Prof. Hinzen shows us how to assess delusional propositions, giving, for instance, an example of a delusional proposition:
I am Jesus.
And yet, he does not explain at all how he knows that the person saying this is actually not Jesus. In my view the issue is not trivial at all, as it raises the more general issue of how we assess ‘propositions’. To show my problem, I’ll tell a story.
When I was an intern in a psychiatric hospital (here I described my experience), I met a patient admitted after a suicide attempt, and with the diagnosis of psychotic episode. It was determined that she had tried to kill herself acting on delusions of her husband’s affair (well, meetings for sex) with their neighbour. I enquired how the doctors knew that the husband’s infidelity was a delusion. The doctors told me that they had explained how crucial it was for him to tell them if, indeed, he had been having sex with the neighbour, assuring him that they were uninterested in passing judgement. The man repeatedly denied, leading the doctors to believe that he might actually be telling the truth. This is how the man’s infidelity became a delusion.

- _PROVIDED MATERIAL_

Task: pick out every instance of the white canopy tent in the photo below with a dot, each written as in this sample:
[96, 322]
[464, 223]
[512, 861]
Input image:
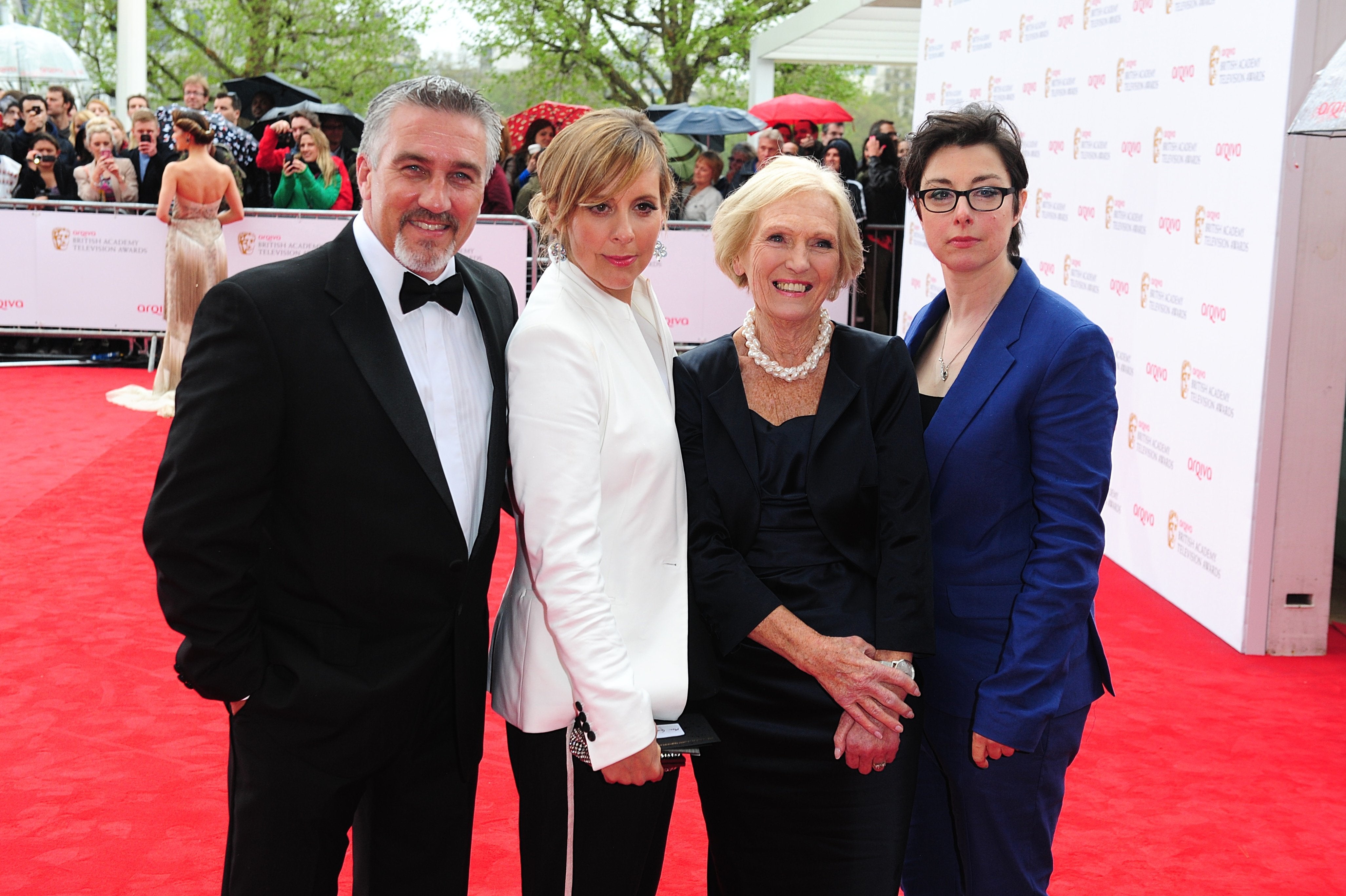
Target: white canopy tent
[838, 31]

- _DIRECTIONS_
Using the excerpt on delusional propositions, answer each question below.
(a) What example of a delusional proposition does the excerpt cite from Prof. Hinzen?
(b) With what diagnosis was the patient admitted after a suicide attempt?
(c) How did the husband respond when the doctors asked whether he had been having sex with the neighbor?

- _OUTPUT FOR THIS TASK_
(a) "I am Jesus."
(b) A psychotic episode.
(c) He repeatedly denied it.